> _ASSIGNMENT_
The answer is the full listing restated exactly, without any pictures.

> _EXTRACTED INFORMATION_

_ _ _ _ _ _ _

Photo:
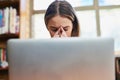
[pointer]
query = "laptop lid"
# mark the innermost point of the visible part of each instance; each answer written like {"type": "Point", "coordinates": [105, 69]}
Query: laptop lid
{"type": "Point", "coordinates": [61, 59]}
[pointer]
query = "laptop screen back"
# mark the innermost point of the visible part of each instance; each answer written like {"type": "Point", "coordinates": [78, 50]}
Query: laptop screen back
{"type": "Point", "coordinates": [61, 59]}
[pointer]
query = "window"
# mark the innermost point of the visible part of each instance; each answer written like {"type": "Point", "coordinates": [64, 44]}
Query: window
{"type": "Point", "coordinates": [97, 18]}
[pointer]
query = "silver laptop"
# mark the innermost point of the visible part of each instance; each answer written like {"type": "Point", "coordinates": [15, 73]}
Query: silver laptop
{"type": "Point", "coordinates": [61, 59]}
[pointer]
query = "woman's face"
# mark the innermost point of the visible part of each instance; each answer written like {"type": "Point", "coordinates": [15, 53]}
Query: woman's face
{"type": "Point", "coordinates": [60, 26]}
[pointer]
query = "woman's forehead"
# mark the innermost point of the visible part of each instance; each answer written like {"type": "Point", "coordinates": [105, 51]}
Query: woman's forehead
{"type": "Point", "coordinates": [59, 21]}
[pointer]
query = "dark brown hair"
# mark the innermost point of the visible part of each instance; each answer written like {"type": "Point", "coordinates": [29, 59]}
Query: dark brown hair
{"type": "Point", "coordinates": [63, 8]}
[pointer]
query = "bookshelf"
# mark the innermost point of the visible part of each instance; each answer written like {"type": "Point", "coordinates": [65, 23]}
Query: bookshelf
{"type": "Point", "coordinates": [23, 11]}
{"type": "Point", "coordinates": [5, 32]}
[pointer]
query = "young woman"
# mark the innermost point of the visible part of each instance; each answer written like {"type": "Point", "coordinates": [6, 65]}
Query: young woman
{"type": "Point", "coordinates": [61, 21]}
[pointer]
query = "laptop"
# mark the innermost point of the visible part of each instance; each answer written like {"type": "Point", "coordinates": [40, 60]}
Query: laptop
{"type": "Point", "coordinates": [61, 59]}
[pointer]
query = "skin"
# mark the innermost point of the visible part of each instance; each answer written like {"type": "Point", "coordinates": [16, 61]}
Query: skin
{"type": "Point", "coordinates": [59, 26]}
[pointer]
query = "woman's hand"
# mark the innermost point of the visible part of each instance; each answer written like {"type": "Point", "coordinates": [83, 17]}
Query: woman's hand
{"type": "Point", "coordinates": [60, 33]}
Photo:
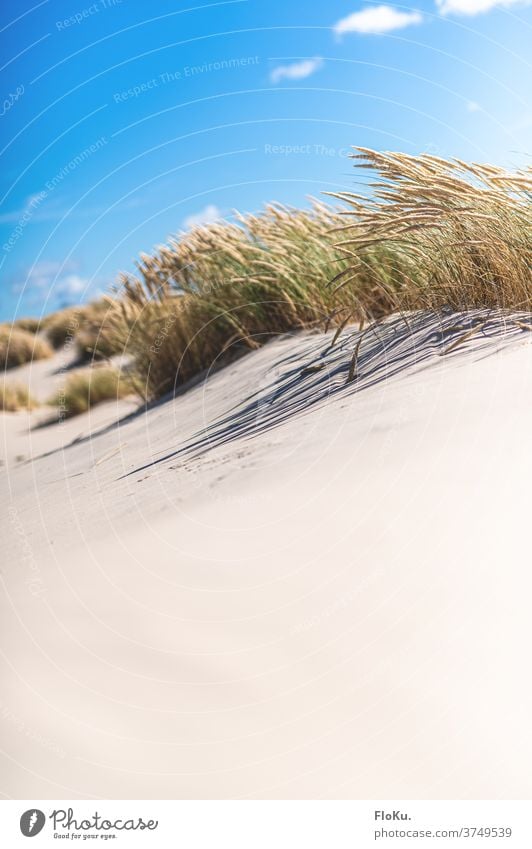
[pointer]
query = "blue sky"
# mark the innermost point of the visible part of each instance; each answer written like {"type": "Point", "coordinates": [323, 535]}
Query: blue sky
{"type": "Point", "coordinates": [125, 122]}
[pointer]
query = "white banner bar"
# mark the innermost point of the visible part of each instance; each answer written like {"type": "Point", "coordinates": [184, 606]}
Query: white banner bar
{"type": "Point", "coordinates": [264, 825]}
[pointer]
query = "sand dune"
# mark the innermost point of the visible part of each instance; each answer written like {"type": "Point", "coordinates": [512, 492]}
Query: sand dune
{"type": "Point", "coordinates": [281, 584]}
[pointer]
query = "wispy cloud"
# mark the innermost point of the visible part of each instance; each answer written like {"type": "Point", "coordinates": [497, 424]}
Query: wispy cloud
{"type": "Point", "coordinates": [207, 215]}
{"type": "Point", "coordinates": [296, 71]}
{"type": "Point", "coordinates": [376, 20]}
{"type": "Point", "coordinates": [475, 7]}
{"type": "Point", "coordinates": [53, 279]}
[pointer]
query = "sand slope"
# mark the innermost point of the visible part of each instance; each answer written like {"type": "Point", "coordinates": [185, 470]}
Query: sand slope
{"type": "Point", "coordinates": [282, 585]}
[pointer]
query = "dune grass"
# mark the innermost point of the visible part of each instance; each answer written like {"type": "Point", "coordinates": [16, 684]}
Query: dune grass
{"type": "Point", "coordinates": [14, 397]}
{"type": "Point", "coordinates": [19, 346]}
{"type": "Point", "coordinates": [224, 289]}
{"type": "Point", "coordinates": [466, 228]}
{"type": "Point", "coordinates": [430, 234]}
{"type": "Point", "coordinates": [83, 390]}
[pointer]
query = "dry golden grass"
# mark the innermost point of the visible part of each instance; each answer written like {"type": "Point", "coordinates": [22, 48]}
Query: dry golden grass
{"type": "Point", "coordinates": [15, 397]}
{"type": "Point", "coordinates": [85, 389]}
{"type": "Point", "coordinates": [467, 230]}
{"type": "Point", "coordinates": [431, 233]}
{"type": "Point", "coordinates": [86, 327]}
{"type": "Point", "coordinates": [19, 346]}
{"type": "Point", "coordinates": [95, 338]}
{"type": "Point", "coordinates": [62, 326]}
{"type": "Point", "coordinates": [223, 289]}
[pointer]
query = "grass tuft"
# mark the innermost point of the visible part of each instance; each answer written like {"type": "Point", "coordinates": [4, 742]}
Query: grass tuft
{"type": "Point", "coordinates": [85, 389]}
{"type": "Point", "coordinates": [19, 346]}
{"type": "Point", "coordinates": [15, 397]}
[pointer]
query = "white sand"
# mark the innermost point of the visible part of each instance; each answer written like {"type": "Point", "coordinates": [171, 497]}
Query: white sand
{"type": "Point", "coordinates": [327, 597]}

_ _ _ _ _ _ _

> _RESULT OF THIS EXERCISE_
Photo:
[pointer]
query = "laptop lid"
# mark the innermost point of the visible part of each instance; each answer written like {"type": "Point", "coordinates": [105, 69]}
Query: laptop lid
{"type": "Point", "coordinates": [61, 59]}
[pointer]
query = "laptop screen back"
# mark the innermost point of the visible part of each instance; each answer written like {"type": "Point", "coordinates": [78, 50]}
Query: laptop screen back
{"type": "Point", "coordinates": [61, 59]}
[pointer]
query = "window"
# mark the innermost point of the visible part of each instance; each answer written like {"type": "Point", "coordinates": [64, 44]}
Query: window
{"type": "Point", "coordinates": [97, 18]}
[pointer]
query = "silver laptop"
# mark the innermost point of the visible part of each instance; each answer written like {"type": "Point", "coordinates": [15, 73]}
Query: silver laptop
{"type": "Point", "coordinates": [61, 59]}
[pointer]
query = "woman's face"
# mark the innermost point of the visible part of each instance; each answer written like {"type": "Point", "coordinates": [15, 53]}
Query: woman's face
{"type": "Point", "coordinates": [60, 26]}
[pointer]
query = "woman's forehead"
# mark the innermost point of the visible part of each instance; each answer written like {"type": "Point", "coordinates": [105, 51]}
Query: woman's forehead
{"type": "Point", "coordinates": [59, 21]}
[pointer]
query = "dark brown hair"
# mark the innermost point of the visible part of each instance; each answer written like {"type": "Point", "coordinates": [29, 59]}
Query: dark brown hair
{"type": "Point", "coordinates": [63, 8]}
[pointer]
query = "bookshelf"
# mark the innermost point of the visible part of each instance; each answer written like {"type": "Point", "coordinates": [65, 23]}
Query: bookshelf
{"type": "Point", "coordinates": [23, 11]}
{"type": "Point", "coordinates": [5, 32]}
[pointer]
query = "young woman"
# mark the innermost point of the visible part of each instance; each answer written like {"type": "Point", "coordinates": [6, 65]}
Query: young woman
{"type": "Point", "coordinates": [61, 21]}
[pointer]
query = "laptop"
# mark the innermost point of the visible part of each instance; each answer written like {"type": "Point", "coordinates": [40, 60]}
Query: laptop
{"type": "Point", "coordinates": [61, 59]}
[pointer]
query = "skin"
# mark the innermost point of the visible part of each instance; each answer written like {"type": "Point", "coordinates": [16, 61]}
Query: skin
{"type": "Point", "coordinates": [59, 26]}
[pointer]
query = "woman's hand"
# mark the innermost point of the visible part of each instance; each answer written like {"type": "Point", "coordinates": [83, 17]}
Query: woman's hand
{"type": "Point", "coordinates": [60, 33]}
Photo:
[pointer]
query = "blue sky"
# mark the innermost point of the visible part of each instance; each answer written like {"type": "Point", "coordinates": [323, 535]}
Query: blue sky
{"type": "Point", "coordinates": [125, 122]}
[pointer]
query = "white banner bar"
# mark the innermost point of the visible part of each instance; each answer written like {"type": "Point", "coordinates": [184, 606]}
Query: white banner bar
{"type": "Point", "coordinates": [264, 825]}
[pointer]
query = "sand dune"
# mark the innermost point of the visible part of each instance; each answer written like {"type": "Point", "coordinates": [512, 492]}
Query: sand dune
{"type": "Point", "coordinates": [281, 584]}
[pointer]
query = "wispy cloud"
# mark the innermost point of the visible part of each instance; each answer written like {"type": "Point", "coordinates": [497, 424]}
Query: wispy cloud
{"type": "Point", "coordinates": [207, 215]}
{"type": "Point", "coordinates": [296, 71]}
{"type": "Point", "coordinates": [376, 20]}
{"type": "Point", "coordinates": [475, 7]}
{"type": "Point", "coordinates": [53, 279]}
[pointer]
query = "sand slope"
# mark the innermost point of the visible part of each instance; each answer written like {"type": "Point", "coordinates": [185, 470]}
Query: sand slope
{"type": "Point", "coordinates": [282, 585]}
[pointer]
query = "dune grass"
# mark the innermost point of the visible part of each instance; each answer written like {"type": "Point", "coordinates": [16, 684]}
Query: dune grass
{"type": "Point", "coordinates": [14, 397]}
{"type": "Point", "coordinates": [19, 346]}
{"type": "Point", "coordinates": [224, 289]}
{"type": "Point", "coordinates": [466, 228]}
{"type": "Point", "coordinates": [430, 234]}
{"type": "Point", "coordinates": [83, 390]}
[pointer]
query = "dry golden grass"
# mark the innermost point of the visible part of each instance; each answer written like {"type": "Point", "coordinates": [22, 48]}
Query: dry golden grass
{"type": "Point", "coordinates": [15, 397]}
{"type": "Point", "coordinates": [85, 389]}
{"type": "Point", "coordinates": [467, 230]}
{"type": "Point", "coordinates": [431, 233]}
{"type": "Point", "coordinates": [86, 327]}
{"type": "Point", "coordinates": [19, 346]}
{"type": "Point", "coordinates": [95, 338]}
{"type": "Point", "coordinates": [62, 326]}
{"type": "Point", "coordinates": [223, 289]}
[pointer]
query = "grass tuft"
# mark the innermost point of the visible part of each instance; each answer written like {"type": "Point", "coordinates": [4, 742]}
Query: grass tuft
{"type": "Point", "coordinates": [85, 389]}
{"type": "Point", "coordinates": [19, 346]}
{"type": "Point", "coordinates": [15, 397]}
[pointer]
query = "white sand"
# mark the innermost point of the visible part of each instance; each answer written like {"type": "Point", "coordinates": [171, 497]}
Query: white sand
{"type": "Point", "coordinates": [327, 597]}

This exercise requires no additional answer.